-- Goal of the exercise --
Starting with the first item and going on through the line with "[0,12,1288,98]", change "heavily" to "partially" and write those lines out again with everything else left as is.

(Bounding-box items)
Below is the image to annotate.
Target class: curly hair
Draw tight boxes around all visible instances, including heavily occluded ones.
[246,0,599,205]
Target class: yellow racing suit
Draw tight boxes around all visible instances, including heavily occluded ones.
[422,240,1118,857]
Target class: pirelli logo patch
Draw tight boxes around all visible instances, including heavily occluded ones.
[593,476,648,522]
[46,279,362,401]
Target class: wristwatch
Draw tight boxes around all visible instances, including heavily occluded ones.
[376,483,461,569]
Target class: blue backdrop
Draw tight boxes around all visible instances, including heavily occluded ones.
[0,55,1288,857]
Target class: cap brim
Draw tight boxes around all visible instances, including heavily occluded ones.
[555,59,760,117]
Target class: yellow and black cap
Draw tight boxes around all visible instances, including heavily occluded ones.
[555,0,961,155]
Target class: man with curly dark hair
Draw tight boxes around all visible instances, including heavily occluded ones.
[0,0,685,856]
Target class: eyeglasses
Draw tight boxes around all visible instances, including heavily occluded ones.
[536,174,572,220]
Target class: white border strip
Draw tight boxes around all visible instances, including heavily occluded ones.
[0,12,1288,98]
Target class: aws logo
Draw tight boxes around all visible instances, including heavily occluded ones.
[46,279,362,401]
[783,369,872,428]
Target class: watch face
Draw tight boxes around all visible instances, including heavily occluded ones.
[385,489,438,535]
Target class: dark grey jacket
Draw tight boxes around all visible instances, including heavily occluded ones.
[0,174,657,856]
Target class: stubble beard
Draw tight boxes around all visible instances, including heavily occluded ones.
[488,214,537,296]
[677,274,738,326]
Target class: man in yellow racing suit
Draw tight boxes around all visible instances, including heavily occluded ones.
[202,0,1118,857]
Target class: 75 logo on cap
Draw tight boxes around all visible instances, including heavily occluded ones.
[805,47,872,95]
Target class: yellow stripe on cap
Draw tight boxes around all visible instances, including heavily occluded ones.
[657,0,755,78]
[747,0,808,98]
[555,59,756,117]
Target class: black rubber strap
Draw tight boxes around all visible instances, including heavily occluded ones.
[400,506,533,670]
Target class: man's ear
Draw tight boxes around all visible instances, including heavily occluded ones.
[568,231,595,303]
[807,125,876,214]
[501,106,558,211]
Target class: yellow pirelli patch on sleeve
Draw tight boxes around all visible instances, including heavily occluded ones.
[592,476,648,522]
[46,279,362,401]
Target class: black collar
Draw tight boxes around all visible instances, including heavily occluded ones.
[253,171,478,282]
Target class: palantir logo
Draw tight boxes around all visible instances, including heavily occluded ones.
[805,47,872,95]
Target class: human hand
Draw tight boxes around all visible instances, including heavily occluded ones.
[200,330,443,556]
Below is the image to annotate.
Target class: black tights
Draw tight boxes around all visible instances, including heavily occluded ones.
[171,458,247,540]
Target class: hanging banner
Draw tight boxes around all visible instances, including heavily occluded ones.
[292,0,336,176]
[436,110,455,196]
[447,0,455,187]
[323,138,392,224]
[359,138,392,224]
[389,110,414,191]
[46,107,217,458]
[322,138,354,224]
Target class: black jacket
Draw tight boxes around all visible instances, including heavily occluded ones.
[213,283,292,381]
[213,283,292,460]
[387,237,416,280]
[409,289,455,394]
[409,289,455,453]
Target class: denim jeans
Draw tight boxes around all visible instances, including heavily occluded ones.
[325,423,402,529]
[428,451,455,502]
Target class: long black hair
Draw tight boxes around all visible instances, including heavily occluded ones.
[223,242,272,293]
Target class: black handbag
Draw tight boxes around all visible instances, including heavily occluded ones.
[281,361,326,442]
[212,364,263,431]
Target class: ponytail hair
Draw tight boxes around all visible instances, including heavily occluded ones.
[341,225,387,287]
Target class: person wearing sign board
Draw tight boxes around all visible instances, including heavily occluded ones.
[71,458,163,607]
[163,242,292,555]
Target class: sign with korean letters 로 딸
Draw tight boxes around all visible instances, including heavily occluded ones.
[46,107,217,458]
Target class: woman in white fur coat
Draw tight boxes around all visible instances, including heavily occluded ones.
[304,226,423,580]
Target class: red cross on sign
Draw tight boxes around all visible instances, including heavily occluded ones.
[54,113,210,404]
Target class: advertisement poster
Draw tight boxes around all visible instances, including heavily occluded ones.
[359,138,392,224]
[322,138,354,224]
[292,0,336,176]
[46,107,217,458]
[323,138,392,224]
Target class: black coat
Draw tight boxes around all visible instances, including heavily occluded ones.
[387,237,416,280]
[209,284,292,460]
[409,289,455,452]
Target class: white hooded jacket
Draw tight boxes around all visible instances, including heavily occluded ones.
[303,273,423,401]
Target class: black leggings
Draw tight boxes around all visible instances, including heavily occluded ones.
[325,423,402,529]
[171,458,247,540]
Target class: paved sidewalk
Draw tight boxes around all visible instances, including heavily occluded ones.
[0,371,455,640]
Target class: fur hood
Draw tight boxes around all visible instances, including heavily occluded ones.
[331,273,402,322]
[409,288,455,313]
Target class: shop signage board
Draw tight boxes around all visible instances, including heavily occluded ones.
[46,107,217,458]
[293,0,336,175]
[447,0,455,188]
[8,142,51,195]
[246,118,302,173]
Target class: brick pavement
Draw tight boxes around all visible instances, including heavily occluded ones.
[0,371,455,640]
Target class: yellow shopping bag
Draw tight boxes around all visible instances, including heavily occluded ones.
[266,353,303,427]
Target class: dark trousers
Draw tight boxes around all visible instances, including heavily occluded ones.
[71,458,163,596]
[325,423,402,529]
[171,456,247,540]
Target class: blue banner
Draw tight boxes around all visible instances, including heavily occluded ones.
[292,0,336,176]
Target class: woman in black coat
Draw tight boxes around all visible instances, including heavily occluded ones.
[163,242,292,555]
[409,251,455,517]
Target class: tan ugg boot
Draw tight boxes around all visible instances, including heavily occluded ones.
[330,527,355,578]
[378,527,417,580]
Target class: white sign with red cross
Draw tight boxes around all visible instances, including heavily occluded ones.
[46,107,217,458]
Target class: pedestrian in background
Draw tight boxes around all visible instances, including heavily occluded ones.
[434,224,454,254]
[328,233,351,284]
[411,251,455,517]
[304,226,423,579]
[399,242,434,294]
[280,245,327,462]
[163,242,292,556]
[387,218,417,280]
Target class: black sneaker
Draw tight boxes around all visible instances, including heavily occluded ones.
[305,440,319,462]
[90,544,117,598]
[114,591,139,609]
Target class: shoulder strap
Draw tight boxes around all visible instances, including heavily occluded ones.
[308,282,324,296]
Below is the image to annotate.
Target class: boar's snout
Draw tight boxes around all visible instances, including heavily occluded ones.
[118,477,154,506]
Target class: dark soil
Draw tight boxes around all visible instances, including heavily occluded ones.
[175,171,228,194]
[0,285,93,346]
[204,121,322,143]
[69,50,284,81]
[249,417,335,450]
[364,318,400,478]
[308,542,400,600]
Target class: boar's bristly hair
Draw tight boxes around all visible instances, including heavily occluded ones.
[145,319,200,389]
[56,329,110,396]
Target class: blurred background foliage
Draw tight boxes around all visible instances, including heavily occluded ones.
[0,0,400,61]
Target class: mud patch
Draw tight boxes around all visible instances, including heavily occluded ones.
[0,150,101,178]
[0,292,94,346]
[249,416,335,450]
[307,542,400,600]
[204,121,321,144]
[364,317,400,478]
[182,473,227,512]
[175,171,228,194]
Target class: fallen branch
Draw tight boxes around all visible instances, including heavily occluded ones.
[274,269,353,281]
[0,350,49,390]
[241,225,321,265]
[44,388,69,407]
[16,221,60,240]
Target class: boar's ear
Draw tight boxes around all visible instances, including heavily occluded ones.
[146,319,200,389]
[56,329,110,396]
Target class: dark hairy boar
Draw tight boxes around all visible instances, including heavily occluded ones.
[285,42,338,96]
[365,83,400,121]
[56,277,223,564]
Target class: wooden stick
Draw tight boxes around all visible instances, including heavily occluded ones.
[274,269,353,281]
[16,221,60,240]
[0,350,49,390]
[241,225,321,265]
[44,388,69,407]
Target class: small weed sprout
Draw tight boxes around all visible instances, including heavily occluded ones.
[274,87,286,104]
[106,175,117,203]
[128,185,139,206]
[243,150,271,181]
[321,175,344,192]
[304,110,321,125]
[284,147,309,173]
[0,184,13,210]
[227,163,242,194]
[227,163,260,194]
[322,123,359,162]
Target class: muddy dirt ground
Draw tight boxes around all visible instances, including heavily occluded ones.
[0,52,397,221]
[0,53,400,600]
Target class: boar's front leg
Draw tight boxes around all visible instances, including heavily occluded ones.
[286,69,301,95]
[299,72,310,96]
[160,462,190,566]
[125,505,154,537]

-- Task answer --
Below is the image to annotate.
Target class: curly hair
Draw tight boxes around all visible instances, including partially occluded ones.
[246,0,599,205]
Target class: yellow racing suit
Draw tight boxes around all visible instances, including partially occluded ones.
[422,240,1118,857]
Target class: pirelli logo patch
Draw tight boxes around all visible instances, including partially occluded ones.
[593,476,648,522]
[46,279,362,401]
Target class: wristwatch
Draw tight boxes around all visible instances, including partially occluded ones.
[376,483,461,569]
Target class: blue backdrop
Draw tight boxes around all visible instances, including partially occluded ones.
[0,55,1288,857]
Target class: cap brim
Draw tight boxes around all visible instances, including partially occluded ones.
[555,59,760,117]
Target class: yellow and black cap
Draw tight boxes around all visible instances, including partially occluded ones.
[555,0,961,155]
Target class: man with curly dark hair
Draw tight boxes around all visible instances, including partially occluded ones.
[0,0,685,856]
Target class: eyeglasses
Draw tight boxes around all visible instances, including partially occluded ones.
[536,174,572,220]
Target class: white border strip
Draw tight boxes around all visible instances, including partially occluded ones.
[0,12,1288,98]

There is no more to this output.